Para distribuir de un modo razonable la materia que hemos de considerar, voy a tratar primero de la deontología general de las relaciones interprofesionales. Analizaré después qué lugar hay en ellas para el disenso. Terminaré con algunas reflexiones sobre cómo se pueden conjugar autonomía individual y organización jerárquica en el desempeño del trabajo en equipo.
Pasemos pues a nuestro primer punto.
Deontología general de las relaciones interprofesionales
Los profesionales de la salud pueden, por razones de (sub)desarrollo socioeconómico o de demografía profesional, trabajar separados. Un médico puede verse obligado a actuar como enfermero y farmacéutico, o una enfermera se ve obligada a hacer de auxiliar, de burócrata e, incluso, de médico. Pero lo ordinario, entre nosotros, es el trabajo en colaboración, creador de múltiples y variadas interrelaciones. El médico necesita que otros profesionales apliquen al paciente cuidados de enfermería, practiquen análisis de laboratorio, examinen bajo determinados aspectos al paciente, dispensen fármacos. Aunque desempeñe el médico un papel decisivo en la atención de los pacientes, si se quedara solo les prestaría unos cuidados muy deficientes, fragmentarios. No puede ser él el cuidador exclusivo de la salud: necesita de la colaboración de los miembros de las otras profesiones sanitarias. Retiene, ciertamente, la responsabilidad última ante su paciente, lo cual le obliga a coordinar la tarea de todos, a señalarse a sí mismo y a cada uno de los que colaboran con él los objetivos y límites del trabajo individual y de la tarea de cooperación. Aunque en todo ello tenga que haber un poco de sentido de la organización y de ciencia de la gestión, lo que nos interesa a nosotros es la ética de las relaciones interprofesionales.

■ ■ ■ ■

Tarea asignada 1 ▸ Indica si cada afirmación concuerda con el extracto sobre las relaciones interprofesionales y respalda tu respuesta con las palabras decisivas del texto, citadas al pie de la letra: (a) Lo ordinario es que los profesionales de la salud trabajen separados. (b) El médico retiene la responsabilidad última ante su paciente. (c) El disenso se analizará antes que la deontología general de las relaciones interprofesionales.
Tarea asignada 2 ▸ Cita literalmente el pasaje del extracto sobre las relaciones interprofesionales que va desde «Para distribuir de» hasta «nuestro primer punto.».

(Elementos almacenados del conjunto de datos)
■ ■ ■ ■

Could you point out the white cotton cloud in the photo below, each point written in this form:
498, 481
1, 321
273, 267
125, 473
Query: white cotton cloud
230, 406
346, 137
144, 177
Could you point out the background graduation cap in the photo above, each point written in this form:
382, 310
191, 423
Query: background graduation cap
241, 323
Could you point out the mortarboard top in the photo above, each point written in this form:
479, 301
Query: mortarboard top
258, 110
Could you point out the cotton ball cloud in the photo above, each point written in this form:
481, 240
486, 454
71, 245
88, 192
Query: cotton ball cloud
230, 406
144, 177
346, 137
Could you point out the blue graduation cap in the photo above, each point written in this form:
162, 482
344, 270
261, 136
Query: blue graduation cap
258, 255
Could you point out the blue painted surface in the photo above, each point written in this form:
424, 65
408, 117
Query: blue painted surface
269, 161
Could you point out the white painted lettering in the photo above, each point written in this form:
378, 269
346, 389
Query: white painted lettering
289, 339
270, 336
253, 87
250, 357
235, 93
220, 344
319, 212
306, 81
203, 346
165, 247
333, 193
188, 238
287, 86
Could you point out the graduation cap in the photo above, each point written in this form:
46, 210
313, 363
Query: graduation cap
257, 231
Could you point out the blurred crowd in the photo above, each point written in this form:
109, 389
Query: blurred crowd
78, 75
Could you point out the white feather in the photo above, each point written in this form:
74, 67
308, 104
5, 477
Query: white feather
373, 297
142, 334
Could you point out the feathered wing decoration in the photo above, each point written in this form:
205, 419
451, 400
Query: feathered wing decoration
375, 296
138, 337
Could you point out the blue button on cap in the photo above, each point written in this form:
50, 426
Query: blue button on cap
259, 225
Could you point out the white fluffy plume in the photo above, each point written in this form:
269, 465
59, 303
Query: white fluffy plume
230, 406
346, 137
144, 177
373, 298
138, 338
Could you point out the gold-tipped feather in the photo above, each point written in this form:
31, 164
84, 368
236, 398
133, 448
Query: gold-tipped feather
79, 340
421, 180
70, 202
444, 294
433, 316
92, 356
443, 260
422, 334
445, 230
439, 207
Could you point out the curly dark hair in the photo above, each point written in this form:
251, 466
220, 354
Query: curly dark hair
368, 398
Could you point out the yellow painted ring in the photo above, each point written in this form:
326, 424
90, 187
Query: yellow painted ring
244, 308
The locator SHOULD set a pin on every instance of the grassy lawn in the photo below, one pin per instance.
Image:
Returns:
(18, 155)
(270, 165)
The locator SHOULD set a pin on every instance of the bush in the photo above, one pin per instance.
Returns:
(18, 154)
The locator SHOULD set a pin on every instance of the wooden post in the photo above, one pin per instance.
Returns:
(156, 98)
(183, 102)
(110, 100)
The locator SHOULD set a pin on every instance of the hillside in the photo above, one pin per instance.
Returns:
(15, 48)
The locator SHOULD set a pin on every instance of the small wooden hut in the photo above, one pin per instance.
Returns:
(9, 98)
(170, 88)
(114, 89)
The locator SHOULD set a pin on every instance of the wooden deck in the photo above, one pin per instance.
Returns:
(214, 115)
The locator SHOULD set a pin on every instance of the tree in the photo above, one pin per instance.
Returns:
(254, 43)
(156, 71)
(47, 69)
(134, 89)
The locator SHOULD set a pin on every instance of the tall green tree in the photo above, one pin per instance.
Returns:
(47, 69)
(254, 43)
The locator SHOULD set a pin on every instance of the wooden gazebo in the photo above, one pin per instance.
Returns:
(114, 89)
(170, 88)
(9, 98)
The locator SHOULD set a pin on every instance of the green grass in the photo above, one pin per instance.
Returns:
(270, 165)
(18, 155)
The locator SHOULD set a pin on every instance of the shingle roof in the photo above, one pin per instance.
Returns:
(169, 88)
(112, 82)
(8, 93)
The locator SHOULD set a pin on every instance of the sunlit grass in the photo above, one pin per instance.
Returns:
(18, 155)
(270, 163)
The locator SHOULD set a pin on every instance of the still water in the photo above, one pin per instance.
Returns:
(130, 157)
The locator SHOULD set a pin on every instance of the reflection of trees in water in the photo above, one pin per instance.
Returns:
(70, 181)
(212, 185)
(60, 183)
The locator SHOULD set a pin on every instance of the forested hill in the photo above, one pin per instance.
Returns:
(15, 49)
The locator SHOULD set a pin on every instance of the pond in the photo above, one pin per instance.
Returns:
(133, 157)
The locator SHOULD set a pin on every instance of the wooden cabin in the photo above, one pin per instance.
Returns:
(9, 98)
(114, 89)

■ ■ ■ ■

Resultado 1 ▸
(a) No: «Pero lo ordinario, entre nosotros, es el trabajo en colaboración».
(b) Sí: «Retiene, ciertamente, la responsabilidad última ante su paciente».
(c) No: «voy a tratar primero de la deontología general de las relaciones interprofesionales. Analizaré después qué lugar hay en ellas para el disenso».

Resultado 2 ▸
Para distribuir de un modo razonable la materia que hemos de considerar, voy a tratar primero de la deontología general de las relaciones interprofesionales. Analizaré después qué lugar hay en ellas para el disenso. Terminaré con algunas reflexiones sobre cómo se pueden conjugar autonomía individual y organización jerárquica en el desempeño del trabajo en equipo.
Pasemos pues a nuestro primer punto.